Description of the task — The expected result is every entry, retyped character for character.

Supplied records —
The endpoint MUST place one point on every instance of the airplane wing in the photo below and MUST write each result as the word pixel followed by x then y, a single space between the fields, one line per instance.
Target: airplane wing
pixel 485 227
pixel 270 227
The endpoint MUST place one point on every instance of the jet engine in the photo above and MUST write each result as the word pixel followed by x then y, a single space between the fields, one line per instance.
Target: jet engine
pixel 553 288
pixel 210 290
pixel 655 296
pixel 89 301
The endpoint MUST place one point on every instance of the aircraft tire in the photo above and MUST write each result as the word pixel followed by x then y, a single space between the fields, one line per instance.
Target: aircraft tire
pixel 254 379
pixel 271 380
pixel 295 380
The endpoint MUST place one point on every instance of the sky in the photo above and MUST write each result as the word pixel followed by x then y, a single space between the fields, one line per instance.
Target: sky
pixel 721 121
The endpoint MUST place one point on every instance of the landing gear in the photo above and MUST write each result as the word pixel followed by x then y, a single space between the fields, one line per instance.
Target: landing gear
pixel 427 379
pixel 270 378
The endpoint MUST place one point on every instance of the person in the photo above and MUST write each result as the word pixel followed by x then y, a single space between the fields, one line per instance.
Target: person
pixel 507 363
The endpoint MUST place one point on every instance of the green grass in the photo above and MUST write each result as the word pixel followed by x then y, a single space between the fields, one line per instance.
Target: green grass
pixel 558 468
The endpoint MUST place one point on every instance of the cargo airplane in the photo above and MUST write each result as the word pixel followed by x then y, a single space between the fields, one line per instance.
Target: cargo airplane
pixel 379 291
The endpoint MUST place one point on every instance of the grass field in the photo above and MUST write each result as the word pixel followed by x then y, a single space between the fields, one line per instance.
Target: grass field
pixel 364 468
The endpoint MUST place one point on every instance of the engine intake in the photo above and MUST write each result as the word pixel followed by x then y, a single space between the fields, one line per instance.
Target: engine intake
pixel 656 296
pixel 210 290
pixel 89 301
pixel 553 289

Answer box —
The endpoint MUST place one point on every instance of the airplane wing in the photo below and MUST write each result as the word pixel followed by x then y, a single space between the fields, one line per instance.
Target: airplane wing
pixel 485 227
pixel 270 227
The endpoint MUST place one point on every instance of the jet engine in the photo above and MUST write each result as the word pixel followed by x then y, a single space between the fields, one line per instance.
Target: jet engine
pixel 553 288
pixel 210 290
pixel 655 296
pixel 89 301
The endpoint MUST place one point on every instance of the aircraft tire in the photo above and MUST write each result as the word pixel followed by x then y, a single space between the fields, one line per instance.
Target: aircraft tire
pixel 254 379
pixel 271 380
pixel 295 380
The endpoint MUST place one point on every instance of the sky in the photo above and MUST write each result as the word pixel followed by x then y, a single space between the fields, one line per instance.
Target: sky
pixel 721 121
The endpoint MUST place one point on every instance of the landing gear in the photo above and MUST write each result as the word pixel followed by x then y, a single space between the fields, one line per instance.
Target: landing gear
pixel 427 379
pixel 270 378
The endpoint MUST place one point on every instance of the person in the photo above and MUST write each result as the word pixel followed by x then y, a single space between the fields, one line per instance.
Target: person
pixel 507 363
The endpoint MUST place one point on every instance of the green grass in the photo above and MUST write each result as the word pixel followed by x then y, a single space between the fields, one line per instance.
Target: green grass
pixel 558 468
The endpoint MUST place one point on every instance of the cargo airplane in the photo above and MUST write each result as the word pixel followed by x then y, a single space between the fields, one line per instance.
Target: cargo airplane
pixel 379 291
The endpoint MUST place one point on every instance of the grass field in the photo above and MUST write each result as the word pixel followed by x then y, a single space between the fields, one line per instance.
Target: grass field
pixel 364 468
The endpoint MUST place one point on every instance of the engine intake in the photo above and MUST write each result as the word pixel followed by x then y, a single space between the fields, one line per instance.
Target: engine intake
pixel 656 296
pixel 210 290
pixel 89 301
pixel 553 289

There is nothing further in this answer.